3

In my apparent naievety, I assumed that when one calls eval and specifies an environment (envir), the expression (expr) is evaluated in that environment.

However :-)

This works as expected:

xx <- 10
nn <- 20
exprs <- binom.test(x=xx,n=nn)
eval(exprs);

By default, eval evaluates in parent.frame(), which the help reveals is [t]he parent frame of a function evaluation is the environment in which the function was called.

So in the above example, this is the global environment, where indeed, xx and nn are defined. So far, so good.

newEnv <- new.env();
assign('xxx', 10, envir = newEnv);
assign('nnn', 30, envir = newEnv);
exprs2 <- expression(binom.test(x=xxx,n=nnn));
eval(exprs2, envir=newEnv);

This also works as expected; xxx and nnn are defined in the newEnv environment, and binom.test is evaluated in that environment.

Now we wrap this in a function (the one I'm trying to build - I'm building it using the pwr package, but for this example I'm using binom.test because it's base R and it still doesn't work :-)

loopFunction <- function(expr,
                         ...) {

  ### Get all 'dots' in a named list
  arguments <- list(...);
  argNames <- names(arguments);

  if (any(length(tail(arguments, -2) > 1))) {
    stop("Only the first two arguments may have length > 1!");
  }

  for (esIndex in seq_along(arguments[[1]])) {
    for (pwrIndex in seq_along(arguments[[2]])) {
      tempEnvironment <-
        new.env();
      assign(argNames[1], arguments[[1]][esIndex],
             envir = tempEnvironment);
      assign(argNames[2], arguments[[2]][pwrIndex],
             envir = tempEnvironment);
      if (length(arguments) > 2) {
        for (i in 3:length(arguments)) {
          assign(argNames[i], arguments[[i]],
                 envir = tempEnvironment);
        }
      }
      print(argNames);
      print(as.list(tempEnvironment));
      print(ls(tempEnvironment));
      print(get('x', envir=tempEnvironment));
      print(get('n', envir=tempEnvironment));
      return(eval(expr = expression(expr),
                  envir = tempEnvironment)$estimate);
    }
  }
}

When running this, you get:

loopFunction(binom.test(x=x,n=n), x=c(10,20), n=c(30, 100));

#> [1] "x" "n"
#> $x
#> [1] 10
#> 
#> $n
#> [1] 30
#> 
#> [1] "n" "x"
#> [1] 10
#> [1] 30
#> Error in binom.test(x = x, n = n): object 'x' not found

So, that error stumps me. clearly, x and n exist in tempEnvironment; and tempEnvironment is passed to eval.

Why does this suddenly no longer work? Does this work differently inside functions? Am I missing something obvious?

DATA PROVIDED:
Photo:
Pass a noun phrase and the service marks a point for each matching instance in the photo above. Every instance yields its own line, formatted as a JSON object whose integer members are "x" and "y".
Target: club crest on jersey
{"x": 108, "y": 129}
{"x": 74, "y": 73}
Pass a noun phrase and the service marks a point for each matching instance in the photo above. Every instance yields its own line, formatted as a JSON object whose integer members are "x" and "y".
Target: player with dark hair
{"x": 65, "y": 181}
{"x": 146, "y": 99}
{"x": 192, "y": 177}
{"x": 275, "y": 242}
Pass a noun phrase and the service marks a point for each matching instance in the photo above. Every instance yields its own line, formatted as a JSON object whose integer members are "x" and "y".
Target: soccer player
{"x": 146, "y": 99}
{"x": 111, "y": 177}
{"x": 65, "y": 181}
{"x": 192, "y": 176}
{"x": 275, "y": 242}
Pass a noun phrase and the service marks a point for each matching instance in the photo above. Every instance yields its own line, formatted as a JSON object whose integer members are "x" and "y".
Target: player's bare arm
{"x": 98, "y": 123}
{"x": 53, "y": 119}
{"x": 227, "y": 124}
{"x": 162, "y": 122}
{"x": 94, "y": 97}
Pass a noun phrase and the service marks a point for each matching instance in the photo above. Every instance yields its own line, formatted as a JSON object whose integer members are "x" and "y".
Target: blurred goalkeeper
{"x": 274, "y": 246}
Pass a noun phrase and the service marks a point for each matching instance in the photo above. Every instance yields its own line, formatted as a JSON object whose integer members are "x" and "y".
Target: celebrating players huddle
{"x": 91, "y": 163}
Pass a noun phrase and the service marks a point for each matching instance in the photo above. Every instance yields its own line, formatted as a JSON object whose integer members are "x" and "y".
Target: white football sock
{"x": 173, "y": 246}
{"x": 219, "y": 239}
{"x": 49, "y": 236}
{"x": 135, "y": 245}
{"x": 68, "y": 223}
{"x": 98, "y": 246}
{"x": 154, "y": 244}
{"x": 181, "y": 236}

WRITTEN EXERCISE A:
From the eval post, list every argument passed to print() inside loopFunction.
WRITTEN EXERCISE B:
Decide whether each statement agrees with the eval post, giving yes or no and the deciding words. (i) By default, eval evaluates in the global environment. (ii) The function is being built with the pwr package, but the example uses binom.test. (iii) The error that is reported says that object 'n' was not found.
WRITTEN EXERCISE C:
Quote the eval post word for word, starting with "eval(exprs);" and going on through "function was called.".

EXERCISE SOLUTION A:
argNames
as.list(tempEnvironment)
ls(tempEnvironment)
get('x', envir=tempEnvironment)
get('n', envir=tempEnvironment)

EXERCISE SOLUTION B:
(i) No: "By default, eval evaluates in parent.frame()"
(ii) Yes: "I'm building it using the pwr package, but for this example I'm using binom.test because it's base R"
(iii) No: "object 'x' not found"

EXERCISE SOLUTION C:
eval(exprs);

By default, eval evaluates in parent.frame(), which the help reveals is [t]he parent frame of a function evaluation is the environment in which the function was called.